AIM | Set the listing down unchanged, minus every embedded image.

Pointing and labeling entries

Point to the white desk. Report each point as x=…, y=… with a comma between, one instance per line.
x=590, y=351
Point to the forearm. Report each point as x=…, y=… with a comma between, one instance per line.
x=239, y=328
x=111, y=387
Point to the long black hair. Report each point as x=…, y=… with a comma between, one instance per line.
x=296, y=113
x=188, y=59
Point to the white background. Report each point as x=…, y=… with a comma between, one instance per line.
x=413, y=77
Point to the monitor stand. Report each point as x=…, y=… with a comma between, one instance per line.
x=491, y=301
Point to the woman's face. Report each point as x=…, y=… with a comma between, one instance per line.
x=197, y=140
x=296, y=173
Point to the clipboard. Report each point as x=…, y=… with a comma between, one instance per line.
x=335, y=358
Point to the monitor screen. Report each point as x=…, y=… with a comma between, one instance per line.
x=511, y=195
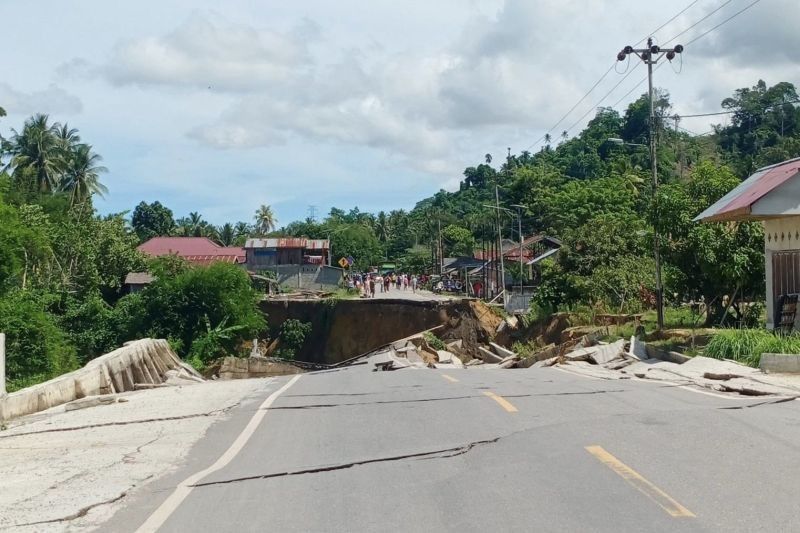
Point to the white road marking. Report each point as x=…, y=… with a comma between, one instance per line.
x=165, y=510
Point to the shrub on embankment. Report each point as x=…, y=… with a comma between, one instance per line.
x=747, y=345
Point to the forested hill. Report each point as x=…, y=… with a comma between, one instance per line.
x=596, y=195
x=62, y=264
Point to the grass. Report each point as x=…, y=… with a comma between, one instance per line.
x=433, y=341
x=746, y=345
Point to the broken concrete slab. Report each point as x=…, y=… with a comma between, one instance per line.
x=545, y=362
x=488, y=356
x=637, y=349
x=607, y=352
x=90, y=401
x=780, y=363
x=501, y=351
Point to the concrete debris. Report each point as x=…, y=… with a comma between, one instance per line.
x=146, y=361
x=638, y=349
x=499, y=350
x=488, y=356
x=545, y=362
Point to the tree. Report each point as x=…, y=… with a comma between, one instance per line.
x=152, y=220
x=265, y=220
x=458, y=241
x=37, y=160
x=81, y=174
x=226, y=234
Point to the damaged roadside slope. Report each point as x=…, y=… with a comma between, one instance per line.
x=62, y=470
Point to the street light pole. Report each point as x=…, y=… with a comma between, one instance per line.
x=650, y=56
x=519, y=227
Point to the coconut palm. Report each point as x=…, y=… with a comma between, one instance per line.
x=226, y=234
x=36, y=153
x=265, y=219
x=81, y=175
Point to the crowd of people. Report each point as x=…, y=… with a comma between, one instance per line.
x=370, y=283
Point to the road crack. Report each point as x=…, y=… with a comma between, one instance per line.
x=439, y=453
x=126, y=423
x=80, y=513
x=770, y=402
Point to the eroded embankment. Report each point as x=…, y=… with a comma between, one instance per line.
x=342, y=329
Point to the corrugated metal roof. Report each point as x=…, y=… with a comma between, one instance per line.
x=736, y=205
x=139, y=278
x=288, y=242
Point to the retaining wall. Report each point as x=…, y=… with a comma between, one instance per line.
x=145, y=361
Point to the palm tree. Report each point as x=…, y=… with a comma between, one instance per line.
x=265, y=219
x=36, y=154
x=226, y=234
x=80, y=179
x=381, y=227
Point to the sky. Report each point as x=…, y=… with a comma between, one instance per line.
x=221, y=107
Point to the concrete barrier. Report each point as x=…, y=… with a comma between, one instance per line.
x=780, y=363
x=255, y=367
x=145, y=361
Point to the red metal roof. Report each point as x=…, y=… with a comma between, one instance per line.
x=192, y=249
x=737, y=204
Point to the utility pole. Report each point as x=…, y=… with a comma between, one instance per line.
x=500, y=244
x=519, y=226
x=651, y=56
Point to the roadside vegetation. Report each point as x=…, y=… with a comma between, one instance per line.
x=63, y=264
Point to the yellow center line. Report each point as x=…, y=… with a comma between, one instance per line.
x=664, y=500
x=505, y=404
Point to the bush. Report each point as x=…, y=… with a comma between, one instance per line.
x=433, y=341
x=189, y=305
x=37, y=349
x=747, y=345
x=292, y=335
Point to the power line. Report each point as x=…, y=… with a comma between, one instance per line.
x=574, y=106
x=678, y=14
x=607, y=72
x=603, y=98
x=699, y=21
x=748, y=6
x=635, y=86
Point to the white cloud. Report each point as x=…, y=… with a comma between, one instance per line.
x=52, y=100
x=206, y=51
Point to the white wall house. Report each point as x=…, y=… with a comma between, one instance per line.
x=771, y=195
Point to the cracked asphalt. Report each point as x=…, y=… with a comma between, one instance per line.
x=411, y=450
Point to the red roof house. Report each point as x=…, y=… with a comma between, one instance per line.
x=771, y=195
x=199, y=250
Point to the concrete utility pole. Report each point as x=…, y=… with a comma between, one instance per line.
x=500, y=244
x=2, y=364
x=519, y=227
x=650, y=56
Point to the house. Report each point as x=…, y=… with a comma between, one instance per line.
x=197, y=250
x=271, y=252
x=136, y=281
x=772, y=196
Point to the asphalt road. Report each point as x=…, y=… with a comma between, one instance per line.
x=485, y=450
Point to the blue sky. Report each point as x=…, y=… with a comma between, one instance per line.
x=347, y=103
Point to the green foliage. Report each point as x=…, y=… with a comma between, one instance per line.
x=152, y=220
x=36, y=348
x=433, y=341
x=194, y=302
x=292, y=335
x=747, y=345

OUTPUT FOR THIS EXERCISE |
Point to the white desk. Report each point as x=…, y=… with a comma between, one instance per line.
x=590, y=351
Point to the forearm. Report each point as x=…, y=… with a comma between, one instance per line.
x=239, y=328
x=111, y=387
Point to the long black hair. Report each point as x=…, y=… with a comma between, one instance per line.
x=296, y=113
x=188, y=59
Point to the white background. Report each point as x=…, y=… with a comma between, one instance per line.
x=413, y=77
Point to the monitor stand. Report each point as x=…, y=… with a comma between, one instance per line.
x=491, y=301
Point to the woman's face. Report each point as x=…, y=… with a comma between, one instance per line.
x=197, y=140
x=296, y=173
Point to the clipboard. Report each point as x=…, y=… with a comma between, one instance per line.
x=335, y=358
Point to the monitor screen. Report each point as x=…, y=… with a comma between, one instance per line.
x=511, y=195
Point to the white road marking. Report each point as x=…, y=… with a comma between, one instance per line.
x=165, y=510
Point to the shrub on embankment. Report each point as x=…, y=… with a comma between, one instance per line.
x=747, y=345
Point to the forested hill. Report each point as x=…, y=… with a comma between, one instance per line.
x=596, y=195
x=62, y=264
Point to the grass. Report each point as x=…, y=… with a comma between, one instance per line.
x=433, y=341
x=746, y=345
Point to the broken concrete slab. Report each point as x=…, y=… with a comma between, one instance per line.
x=545, y=362
x=488, y=356
x=637, y=349
x=607, y=352
x=90, y=401
x=780, y=363
x=501, y=351
Point to the concrete debris. Report each point as x=…, y=… with a comma between, one instance per line.
x=146, y=361
x=638, y=349
x=499, y=350
x=488, y=356
x=545, y=362
Point to the tree. Report each point as x=…, y=… with a comma between, one instance per line.
x=152, y=220
x=265, y=220
x=458, y=241
x=37, y=160
x=81, y=174
x=226, y=234
Point to the damaged roadside slope. Report each point as x=…, y=… with a comma between, one instance per line.
x=62, y=470
Point to the street light pole. Report each point as x=…, y=… with a comma between, one instance per line.
x=650, y=56
x=519, y=227
Point to the coconut palm. Report each point as x=…, y=… with a comma between, one instance per line.
x=226, y=234
x=36, y=153
x=265, y=219
x=81, y=175
Point to the crowd of people. Report each point as x=…, y=… with a comma between, one instance per line.
x=370, y=283
Point to the road crack. Report each point as x=…, y=… with a comma between, one instance per line.
x=439, y=453
x=126, y=423
x=80, y=513
x=770, y=402
Point to the eroded embankment. Report each point as x=…, y=… with a comma between, one instance per line.
x=342, y=329
Point to the corrugated metal roof. Report each point as x=…, y=… with a comma between, one instance per line.
x=736, y=205
x=139, y=278
x=288, y=242
Point to the retaining wall. Report each point as x=…, y=… with a comma between, one instance per line.
x=145, y=361
Point to the palm tree. Report each point as x=…, y=… with a comma between, one instance per line.
x=265, y=219
x=36, y=154
x=226, y=234
x=80, y=179
x=381, y=227
Point to the sky. Report each point as x=…, y=… with a comma between, one instance per line.
x=221, y=107
Point to the concrete barrier. Report each point as x=…, y=… with a comma between, one instance per line.
x=780, y=363
x=255, y=367
x=145, y=361
Point to the red metal roof. Report each point as x=…, y=… with a comma between, one instance per line.
x=192, y=249
x=737, y=204
Point to the utility pole. Report each point as x=…, y=… with a comma between, one instance per line.
x=500, y=244
x=519, y=226
x=651, y=56
Point to the roadside vegetation. Report each point as x=…, y=… with a comma between, one instance per line.
x=63, y=264
Point to the yellow center line. Report each point as x=…, y=… with a comma between, one instance per line.
x=664, y=500
x=505, y=404
Point to the bush. Report each point as x=…, y=… with a comma between, one instance per line.
x=433, y=341
x=189, y=305
x=37, y=349
x=747, y=345
x=292, y=335
Point to the power line. Report each point as x=…, y=… with a comma between, one instance per line.
x=574, y=106
x=678, y=14
x=607, y=72
x=603, y=98
x=699, y=21
x=748, y=6
x=635, y=86
Point to the white cloud. Report each point as x=…, y=… with a comma between, one instance per line.
x=52, y=100
x=206, y=51
Point to the white wall house. Report each point as x=…, y=… with a comma between, one instance per line.
x=771, y=195
Point to the cracked asphalt. Report each point as x=…, y=… with a comma between, one instance per line.
x=411, y=450
Point to the red roof house. Report each point as x=…, y=… with a comma between, one instance per line.
x=771, y=195
x=199, y=250
Point to the concrete utility pole. Report each point as x=…, y=… with a comma between, one instance per line.
x=500, y=244
x=2, y=364
x=519, y=227
x=650, y=56
Point to the house. Report each point as x=…, y=… with a comma between, one instance per line.
x=197, y=250
x=271, y=252
x=136, y=281
x=772, y=196
Point to the asphalt road. Report each point as x=…, y=… with a comma between, one instance per line.
x=485, y=450
Point to the blue sky. Report each point as x=…, y=… with a comma between, one instance per line.
x=347, y=103
Point to the green foliage. Report each point as x=…, y=… with a comma between, one instance per line.
x=152, y=220
x=36, y=348
x=433, y=341
x=194, y=302
x=292, y=335
x=747, y=345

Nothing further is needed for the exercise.